Task description
Can you render all the entries below as a numbered list, skipping blank lines and leaving the pictures out?

Data shown
====
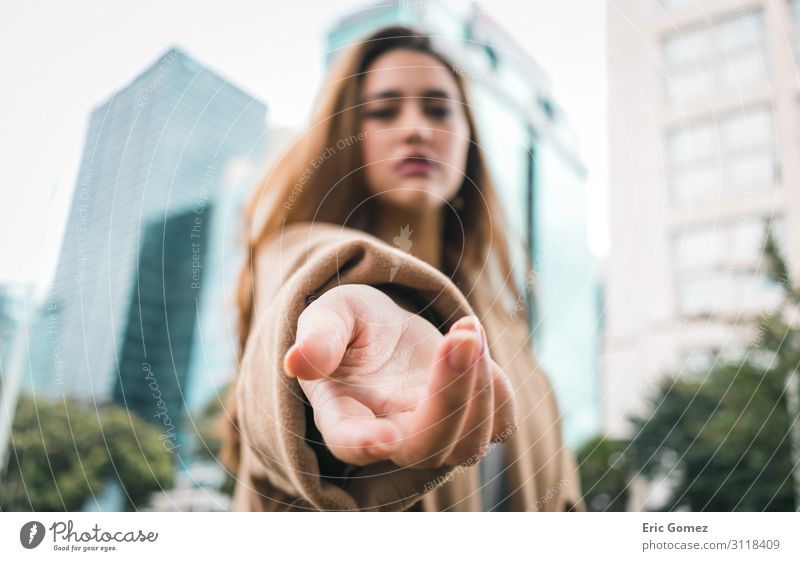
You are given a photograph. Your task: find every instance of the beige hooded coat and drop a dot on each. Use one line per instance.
(284, 466)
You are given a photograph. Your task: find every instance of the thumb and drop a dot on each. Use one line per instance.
(324, 330)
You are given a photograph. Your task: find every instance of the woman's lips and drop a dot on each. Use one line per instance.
(415, 166)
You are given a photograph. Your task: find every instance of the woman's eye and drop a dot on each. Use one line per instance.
(385, 113)
(438, 112)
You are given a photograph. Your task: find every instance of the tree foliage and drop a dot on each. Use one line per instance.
(723, 436)
(63, 453)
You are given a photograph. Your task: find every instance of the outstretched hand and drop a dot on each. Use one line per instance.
(384, 384)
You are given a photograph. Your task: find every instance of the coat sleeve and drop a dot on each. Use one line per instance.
(279, 443)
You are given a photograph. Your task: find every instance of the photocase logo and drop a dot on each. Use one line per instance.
(31, 534)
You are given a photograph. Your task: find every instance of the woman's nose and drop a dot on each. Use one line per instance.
(414, 123)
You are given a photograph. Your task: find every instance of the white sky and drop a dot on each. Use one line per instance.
(59, 59)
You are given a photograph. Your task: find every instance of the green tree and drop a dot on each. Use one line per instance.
(63, 453)
(724, 436)
(605, 473)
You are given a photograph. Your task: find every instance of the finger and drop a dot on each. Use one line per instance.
(352, 432)
(505, 409)
(477, 431)
(324, 330)
(433, 428)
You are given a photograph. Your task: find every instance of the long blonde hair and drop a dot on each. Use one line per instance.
(473, 234)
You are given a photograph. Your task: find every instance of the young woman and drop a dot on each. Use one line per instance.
(382, 367)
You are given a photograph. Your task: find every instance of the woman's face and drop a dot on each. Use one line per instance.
(416, 131)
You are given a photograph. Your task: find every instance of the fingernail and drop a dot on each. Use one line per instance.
(460, 360)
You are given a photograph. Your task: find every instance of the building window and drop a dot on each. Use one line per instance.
(724, 57)
(735, 155)
(676, 5)
(719, 267)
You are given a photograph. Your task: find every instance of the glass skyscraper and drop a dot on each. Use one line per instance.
(130, 272)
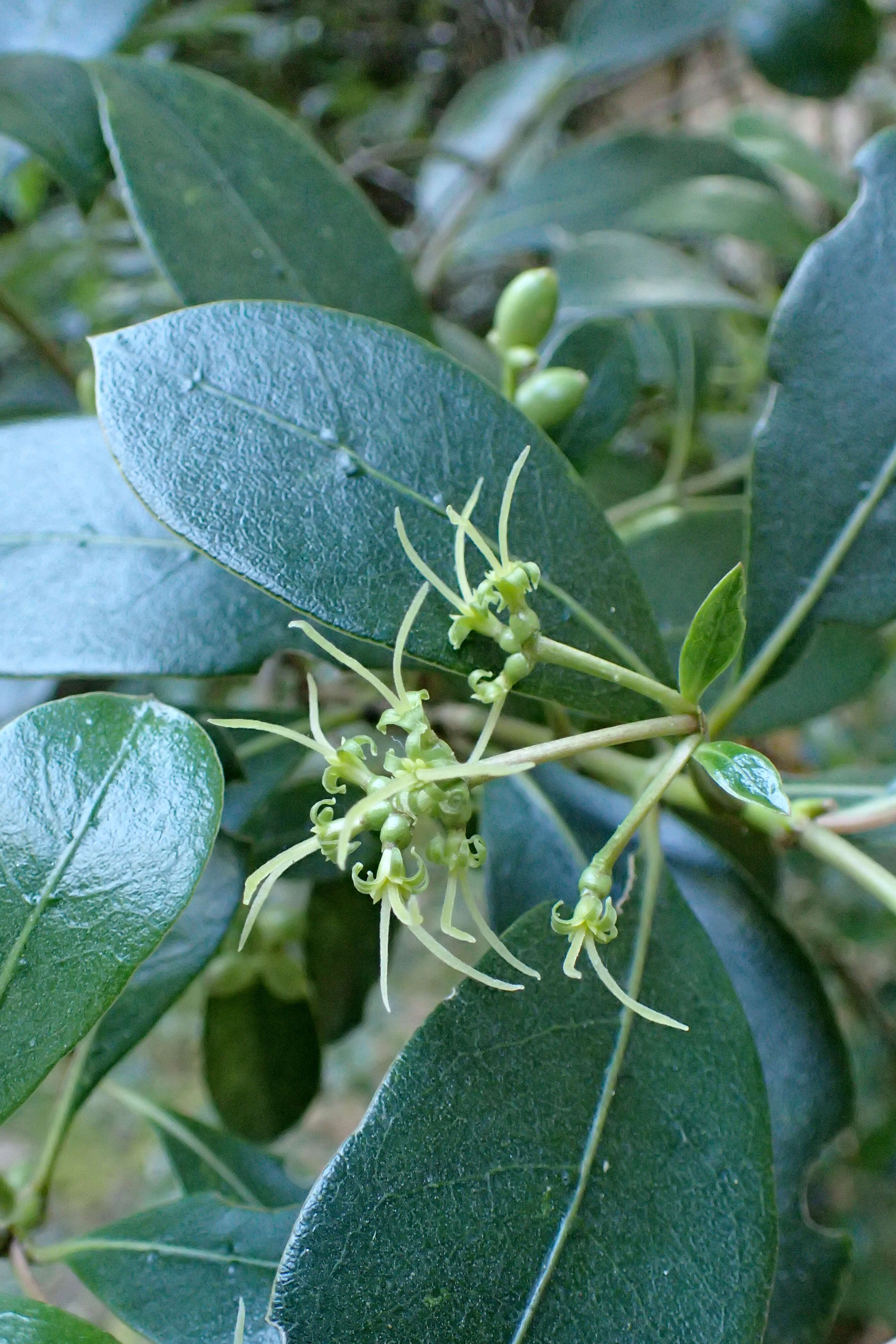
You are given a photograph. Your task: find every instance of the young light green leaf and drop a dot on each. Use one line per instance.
(178, 1272)
(314, 408)
(262, 1061)
(538, 827)
(186, 949)
(809, 48)
(717, 206)
(613, 273)
(237, 202)
(92, 585)
(109, 812)
(593, 186)
(460, 1158)
(26, 1322)
(831, 431)
(743, 773)
(776, 146)
(78, 29)
(715, 636)
(48, 104)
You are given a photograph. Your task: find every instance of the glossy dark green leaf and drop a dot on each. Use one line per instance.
(774, 146)
(111, 807)
(178, 1272)
(625, 37)
(237, 202)
(594, 186)
(171, 968)
(78, 29)
(615, 273)
(605, 353)
(809, 48)
(48, 104)
(743, 773)
(832, 425)
(25, 1322)
(262, 1061)
(717, 206)
(714, 638)
(342, 955)
(471, 1154)
(807, 1069)
(92, 585)
(336, 421)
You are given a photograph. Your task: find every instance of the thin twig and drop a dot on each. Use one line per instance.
(46, 347)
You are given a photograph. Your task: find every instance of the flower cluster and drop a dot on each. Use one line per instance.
(426, 780)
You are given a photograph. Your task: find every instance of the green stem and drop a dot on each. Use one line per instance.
(683, 428)
(668, 771)
(31, 1201)
(653, 873)
(672, 491)
(558, 749)
(566, 656)
(769, 654)
(46, 347)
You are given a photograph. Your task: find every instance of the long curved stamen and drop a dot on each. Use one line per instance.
(506, 505)
(386, 910)
(300, 850)
(347, 660)
(422, 568)
(460, 542)
(284, 861)
(476, 537)
(488, 729)
(356, 812)
(277, 729)
(573, 956)
(448, 912)
(623, 996)
(315, 716)
(455, 963)
(491, 937)
(401, 640)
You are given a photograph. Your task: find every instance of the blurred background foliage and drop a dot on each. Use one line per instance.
(495, 135)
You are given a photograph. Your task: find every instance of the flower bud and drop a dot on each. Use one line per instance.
(551, 396)
(526, 310)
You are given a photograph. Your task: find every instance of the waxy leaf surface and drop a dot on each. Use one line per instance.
(545, 824)
(471, 1152)
(832, 424)
(109, 814)
(178, 1272)
(48, 104)
(315, 427)
(743, 773)
(171, 968)
(237, 202)
(714, 638)
(92, 585)
(25, 1322)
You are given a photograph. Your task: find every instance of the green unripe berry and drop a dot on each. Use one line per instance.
(551, 396)
(526, 310)
(397, 830)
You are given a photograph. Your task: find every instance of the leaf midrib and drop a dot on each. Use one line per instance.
(11, 961)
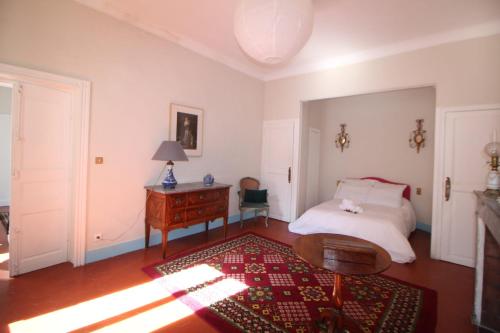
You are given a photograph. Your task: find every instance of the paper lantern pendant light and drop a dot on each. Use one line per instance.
(273, 31)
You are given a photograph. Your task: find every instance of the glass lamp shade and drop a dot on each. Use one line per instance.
(273, 31)
(492, 149)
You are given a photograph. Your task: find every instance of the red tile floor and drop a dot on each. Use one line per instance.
(61, 287)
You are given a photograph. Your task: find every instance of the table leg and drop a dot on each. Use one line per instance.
(148, 231)
(338, 301)
(335, 322)
(225, 227)
(164, 235)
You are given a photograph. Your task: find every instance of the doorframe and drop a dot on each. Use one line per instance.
(80, 95)
(439, 174)
(295, 161)
(317, 131)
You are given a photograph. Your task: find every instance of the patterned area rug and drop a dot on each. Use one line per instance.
(253, 284)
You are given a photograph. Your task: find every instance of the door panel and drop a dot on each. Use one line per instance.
(277, 159)
(41, 185)
(466, 134)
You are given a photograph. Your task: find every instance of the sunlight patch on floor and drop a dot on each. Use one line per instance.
(111, 305)
(173, 311)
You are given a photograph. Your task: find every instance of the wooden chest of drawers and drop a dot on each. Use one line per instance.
(186, 205)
====
Solved problem
1. You are given a photograph. Your task: find every instance of the beige hooded coat and drop a dot on each. Use one line per instance.
2. (284, 466)
3. You are given a photograph. Your task: find every instance of the thumb and drop a dot on each. Use one line per instance.
4. (324, 330)
5. You are given a photograph. Your task: find every instance of the woman's lips and drop a dot on each. Use one line per instance.
6. (415, 166)
7. You are given a photograph. Your task: find every instance of the woman's eye and drop a dot on each. Use one line per instance.
8. (385, 113)
9. (438, 112)
10. You are given a photograph. Your task: find every instance of the tree foliage and drop a dot on each. Use one line per instance.
11. (723, 436)
12. (63, 453)
13. You are given a photograph. Your task: find every instance of the outstretched hand and drop a dot on each. Use one line per instance.
14. (384, 384)
15. You are given a photograph. Your task: find every instance of the coat sleeve and drop a dot on each. Use one line per instance.
16. (279, 443)
17. You are given a photograph. Your task: find every instance of the photocase logo and drop a dot on each. Use one line per instance.
18. (31, 534)
19. You are given a photograph. Your task: find every instance of the woman's nose and drop a dot on each. Use one line per instance.
20. (414, 123)
21. You are given a photograph. Your task: find every instance of the white sky and drop a dot on each. Use one line per instance.
22. (59, 59)
23. You are given a photograph. Your task: find every instance of the green tree and drop a dot on each. Use one line per instance.
24. (63, 453)
25. (724, 436)
26. (605, 473)
27. You are given a photograph. Your task: find every instance of the finger and drop a dot on each. Use one line per instance.
28. (352, 432)
29. (505, 409)
30. (477, 431)
31. (324, 330)
32. (433, 428)
33. You are given a photograph. Your task: find every instance of the long blonde hair and drop a dot on each. Use one line per instance.
34. (473, 234)
35. You are given a photograph. Your task: find every instance of the young woman and drop a dot on each. Use one line per instance.
36. (382, 367)
37. You are given a photograph. Your task: find every instance of the woman's face and drop a dot on each. Use one line per instance.
38. (416, 131)
39. You are given a photograph. Your task: find every instance of the fingernail and drop a dot on each. Use one line per instance.
40. (460, 360)
41. You are given a photograph. Your task: find every instance of the building window and drop a dot on each. Use one line per instance.
42. (724, 57)
43. (735, 155)
44. (676, 5)
45. (719, 267)
46. You are given a photograph. Your task: find every instance of the glass skyscraper and drop a dot on each. Use one line per instance.
47. (130, 272)
48. You are given a photograph. Your task: find every instance of the young light green leaf and drop a dot on each. Use one line per instance.
49. (178, 1272)
50. (314, 408)
51. (262, 1061)
52. (538, 827)
53. (186, 949)
54. (809, 48)
55. (717, 206)
56. (613, 273)
57. (237, 202)
58. (92, 585)
59. (109, 812)
60. (593, 186)
61. (460, 1158)
62. (26, 1322)
63. (831, 431)
64. (743, 773)
65. (776, 146)
66. (78, 29)
67. (715, 636)
68. (48, 104)
69. You are given a photograph. Your task: find every instance of the glossy dark green leaf and drop a dot on each. Use one line per instance.
70. (774, 146)
71. (111, 807)
72. (178, 1272)
73. (625, 37)
74. (237, 202)
75. (594, 186)
76. (171, 968)
77. (78, 29)
78. (615, 273)
79. (605, 353)
80. (809, 48)
81. (48, 104)
82. (743, 773)
83. (832, 425)
84. (25, 1322)
85. (262, 1061)
86. (717, 206)
87. (714, 638)
88. (342, 955)
89. (471, 1154)
90. (807, 1069)
91. (92, 585)
92. (336, 421)
93. You are given a photograph. Your task: find every instance of the thin twig and drop a dot on each. Use one line per instance.
94. (46, 347)
95. You are given a photograph. Your task: find every instance of the flower cluster and drop a dot on each. Use one line per instance.
96. (426, 780)
97. You are given a photograph. Your task: find every instance of the green stem and drop a dot on each. Use one line per instance.
98. (683, 428)
99. (668, 771)
100. (31, 1201)
101. (653, 873)
102. (672, 491)
103. (558, 749)
104. (566, 656)
105. (769, 654)
106. (46, 347)
107. You are given a photograph. Your task: find every instance of the long curved stamen and drop a dot on each. Use one line per instance.
108. (506, 505)
109. (386, 910)
110. (300, 850)
111. (347, 660)
112. (422, 568)
113. (460, 542)
114. (284, 861)
115. (476, 537)
116. (488, 729)
117. (356, 812)
118. (277, 729)
119. (573, 956)
120. (448, 912)
121. (623, 996)
122. (315, 716)
123. (455, 963)
124. (491, 937)
125. (401, 640)
126. You are given a photograph. Your task: find every instance of the blurred background foliage and drop a dot on each. Use one line per instance.
127. (495, 135)
128. You are given a photograph. Your task: find every instance of the flower bud and drop a dot on each. Use one line per instance.
129. (551, 396)
130. (526, 310)
131. You are given a photograph. Your task: find every instance of the waxy leaf surface and drop a dot on each. Use one line per instance.
132. (545, 824)
133. (471, 1152)
134. (832, 424)
135. (109, 814)
136. (178, 1272)
137. (48, 104)
138. (315, 427)
139. (743, 773)
140. (171, 968)
141. (237, 202)
142. (714, 638)
143. (92, 585)
144. (25, 1322)
145. You are given a photograph. Your task: find every instance of the green unripe berry and drop a dot on each. Use one line per instance.
146. (551, 396)
147. (526, 310)
148. (397, 830)
149. You are given a photograph. Your task: find every instance of the leaf midrib and drop a dot on each. Use one line per instance.
150. (11, 961)
151. You are given a photograph. Your task: find every instance of the paper lantern pendant light and drop a dot on each. Use one line per instance.
152. (273, 31)
153. You are given a photograph. Your task: find every instance of the glass lamp shade and drop a dot on each. Use one line per instance.
154. (273, 31)
155. (492, 149)
156. You are given a photograph. Your task: find every instance of the red tile floor and drop a dot on each. Use one line per instance.
157. (61, 287)
158. You are given a photograph. Your task: find every instance of the table leg and drop a dot on each. Use one line per instance.
159. (148, 231)
160. (338, 301)
161. (335, 322)
162. (225, 227)
163. (164, 235)
164. You are given a photograph. Your task: find every instance of the doorframe and drop a dot on each. Use one line per instance.
165. (80, 95)
166. (439, 174)
167. (295, 161)
168. (317, 131)
169. You are given a photograph. Your task: find every instance of the patterned area rug and drop a dot on each. Use one line per instance.
170. (253, 284)
171. You are given a photograph. Your task: find every instance of the door panel and drop a dot on each. Use one line per instance.
172. (277, 159)
173. (41, 185)
174. (466, 134)
175. You are given a photograph. Your task: find every instance of the sunlight patch on floor and drop a dot on each. Use one line per instance.
176. (111, 305)
177. (173, 311)
178. You are given a photograph. Your task: find every instance of the wooden chest of drawers and drop a dot on each. Use one line per instance.
179. (186, 205)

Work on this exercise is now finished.